Your instructions:
Starting with the line that contains "Mark each instance of the sandy" and going on through the end of the records, write every line out again, requests included. Add -112 to each coordinate in the answer points, leave every other number as it is, and leave the pictures out.

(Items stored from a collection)
================

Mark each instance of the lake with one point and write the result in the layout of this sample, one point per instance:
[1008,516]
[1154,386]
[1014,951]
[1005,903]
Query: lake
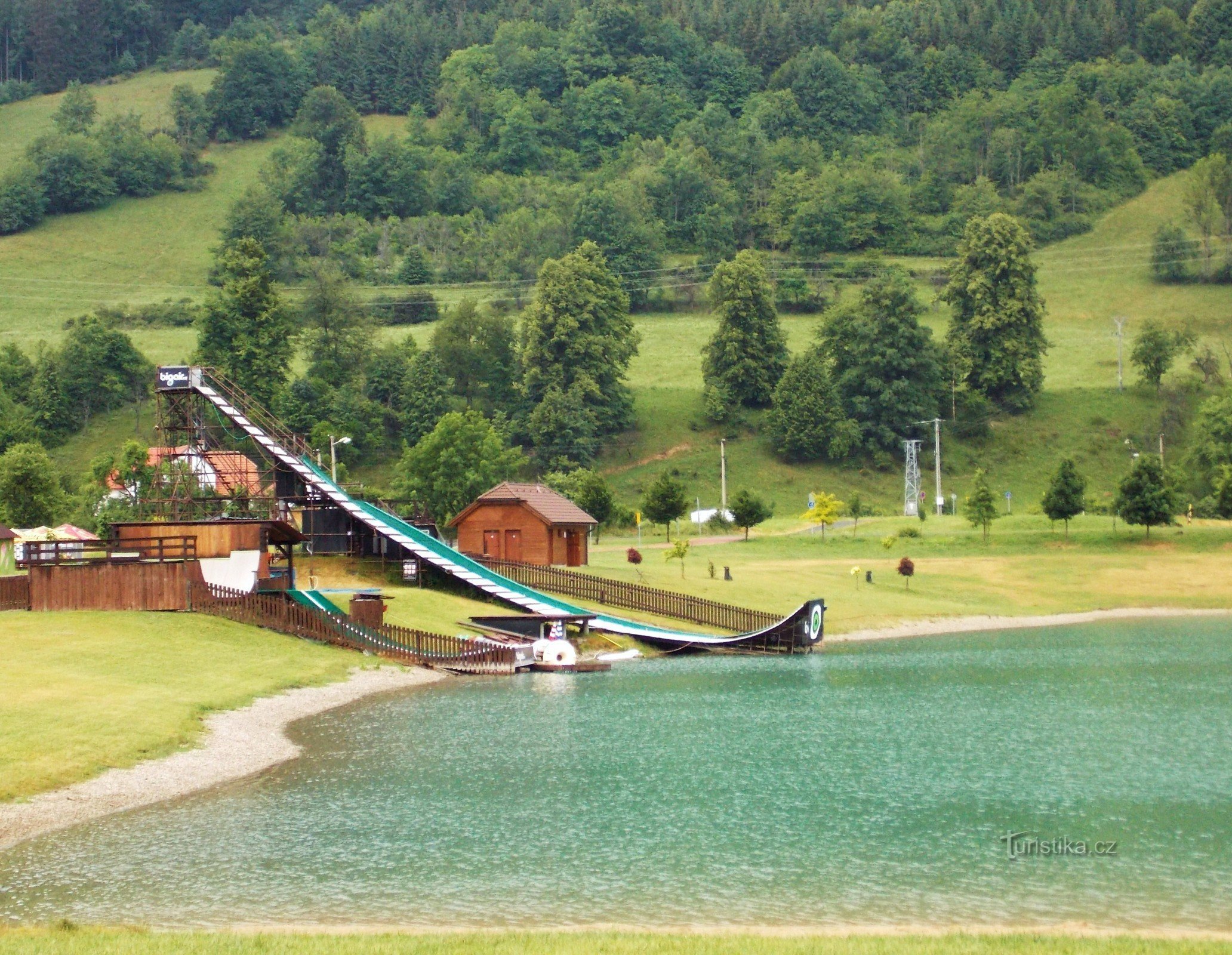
[865,784]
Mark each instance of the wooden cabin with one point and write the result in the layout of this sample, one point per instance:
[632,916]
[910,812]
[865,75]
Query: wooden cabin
[525,523]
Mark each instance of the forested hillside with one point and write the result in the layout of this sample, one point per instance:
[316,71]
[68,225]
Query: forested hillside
[556,167]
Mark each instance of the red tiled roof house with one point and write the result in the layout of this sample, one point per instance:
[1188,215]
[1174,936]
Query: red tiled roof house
[528,523]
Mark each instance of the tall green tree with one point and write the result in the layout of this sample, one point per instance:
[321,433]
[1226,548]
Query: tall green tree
[477,347]
[1066,494]
[807,421]
[666,502]
[563,428]
[424,397]
[998,315]
[460,459]
[1156,349]
[980,507]
[1146,497]
[328,119]
[414,269]
[886,368]
[335,328]
[30,489]
[577,331]
[245,331]
[748,510]
[748,353]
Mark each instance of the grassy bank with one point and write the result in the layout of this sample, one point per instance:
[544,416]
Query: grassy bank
[1027,567]
[85,692]
[575,943]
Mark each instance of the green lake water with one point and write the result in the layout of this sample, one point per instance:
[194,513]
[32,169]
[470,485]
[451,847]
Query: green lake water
[864,784]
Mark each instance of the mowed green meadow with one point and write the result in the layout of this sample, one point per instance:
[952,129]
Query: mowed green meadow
[85,692]
[159,248]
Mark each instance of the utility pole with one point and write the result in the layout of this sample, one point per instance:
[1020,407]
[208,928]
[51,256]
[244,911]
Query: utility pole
[1120,338]
[912,479]
[939,501]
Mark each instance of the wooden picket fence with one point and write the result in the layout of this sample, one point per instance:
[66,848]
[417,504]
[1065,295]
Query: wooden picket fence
[633,597]
[417,647]
[15,593]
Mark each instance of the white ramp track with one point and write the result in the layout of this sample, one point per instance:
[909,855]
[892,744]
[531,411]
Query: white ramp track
[436,552]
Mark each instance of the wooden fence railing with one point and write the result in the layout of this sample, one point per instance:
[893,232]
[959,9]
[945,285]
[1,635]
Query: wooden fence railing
[133,550]
[635,597]
[15,593]
[405,645]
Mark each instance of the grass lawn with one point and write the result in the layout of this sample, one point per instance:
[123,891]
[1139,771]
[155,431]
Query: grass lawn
[85,692]
[146,94]
[119,942]
[1025,568]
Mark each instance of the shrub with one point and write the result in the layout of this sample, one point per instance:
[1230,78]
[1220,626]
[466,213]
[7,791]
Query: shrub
[23,200]
[73,172]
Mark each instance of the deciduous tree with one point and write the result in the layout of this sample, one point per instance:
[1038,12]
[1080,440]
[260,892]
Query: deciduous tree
[748,510]
[980,507]
[577,329]
[30,489]
[1155,350]
[748,353]
[1146,497]
[998,315]
[460,459]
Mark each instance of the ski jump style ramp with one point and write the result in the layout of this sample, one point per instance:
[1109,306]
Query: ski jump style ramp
[802,629]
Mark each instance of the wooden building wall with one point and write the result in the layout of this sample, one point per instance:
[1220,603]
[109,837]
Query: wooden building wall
[112,586]
[486,531]
[214,540]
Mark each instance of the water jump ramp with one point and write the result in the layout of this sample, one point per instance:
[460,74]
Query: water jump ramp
[797,633]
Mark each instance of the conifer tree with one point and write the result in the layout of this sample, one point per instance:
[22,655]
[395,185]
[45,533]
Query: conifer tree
[807,422]
[1064,500]
[886,368]
[578,331]
[748,353]
[414,269]
[426,397]
[244,331]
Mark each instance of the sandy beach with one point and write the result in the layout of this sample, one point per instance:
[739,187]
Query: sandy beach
[237,743]
[243,742]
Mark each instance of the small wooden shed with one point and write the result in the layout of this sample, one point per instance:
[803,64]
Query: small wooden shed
[526,523]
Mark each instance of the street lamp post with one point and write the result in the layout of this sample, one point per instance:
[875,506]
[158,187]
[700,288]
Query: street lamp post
[333,456]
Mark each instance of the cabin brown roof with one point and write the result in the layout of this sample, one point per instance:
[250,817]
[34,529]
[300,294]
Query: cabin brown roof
[546,503]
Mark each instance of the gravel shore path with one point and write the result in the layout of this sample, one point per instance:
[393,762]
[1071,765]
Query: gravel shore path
[238,743]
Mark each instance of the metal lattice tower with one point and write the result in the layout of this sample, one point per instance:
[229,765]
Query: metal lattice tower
[912,482]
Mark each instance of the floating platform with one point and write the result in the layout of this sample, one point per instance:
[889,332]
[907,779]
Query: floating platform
[580,667]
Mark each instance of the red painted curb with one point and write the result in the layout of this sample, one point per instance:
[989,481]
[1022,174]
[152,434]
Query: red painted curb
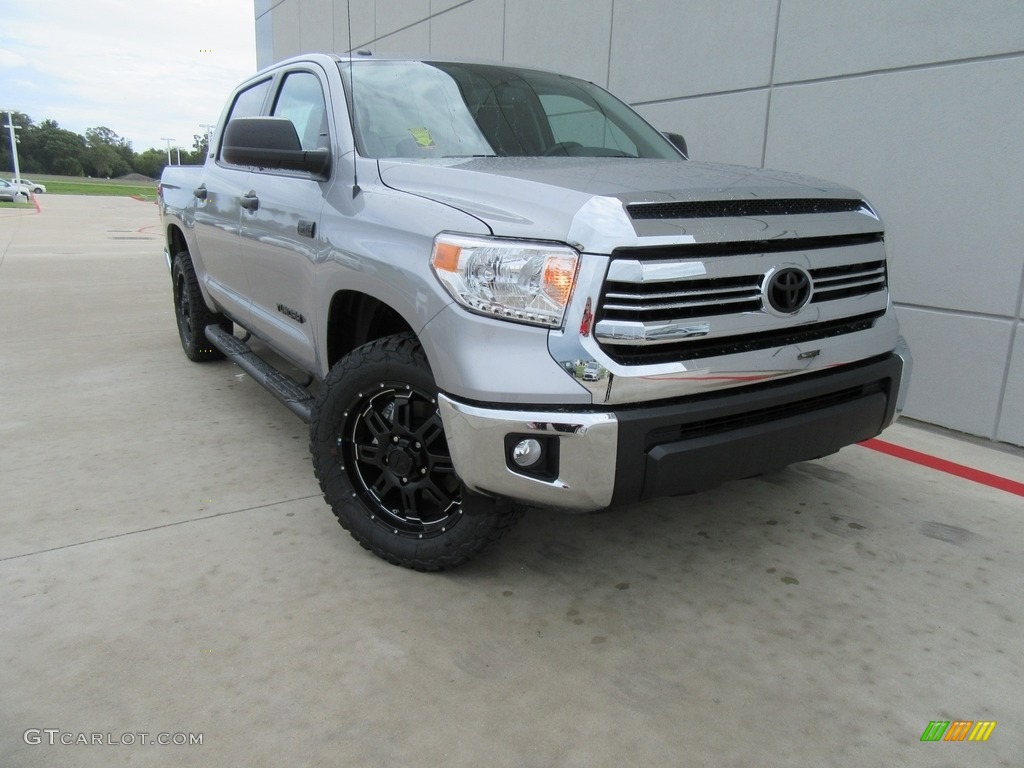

================

Written answer:
Mark each instance of the sandy beach with one point and write the result in the layout of this sample, one point per instance:
[739,187]
Query: sandy beach
[125,631]
[131,630]
Mark each instance of the small wooden shed with one point and write the result in the layout of this sample, one point per instance:
[803,64]
Query: small wooden shed
[414,411]
Mark each instance of the street lamp post with one point and write the result in the layout of this sample, one point per instance:
[875,506]
[158,187]
[700,288]
Query: street lamp post
[221,344]
Mark each instance of the cabin brown roof with one point and write the result in the layout of this sample, one point per instance:
[250,817]
[34,529]
[300,294]
Query: cabin brown roof
[434,391]
Mark each instance of the gravel shore path with one point and write the result in the layout of this sample, one point per instance:
[393,762]
[1071,765]
Query: gravel shore path
[126,631]
Mark each instance of the metal lattice tower with one point and write the result in the layout of this sample, one point per instance:
[229,765]
Query: metal lattice tower
[800,370]
Mark each instance of the floating platform with one point and write the result in the layout of this sample, one point per instance:
[889,332]
[907,779]
Query: floating platform
[468,555]
Mark each instance of the red painted curb with one point and write the result in the layout of this sample, one point per instance:
[989,481]
[1022,174]
[152,434]
Query: red painted curb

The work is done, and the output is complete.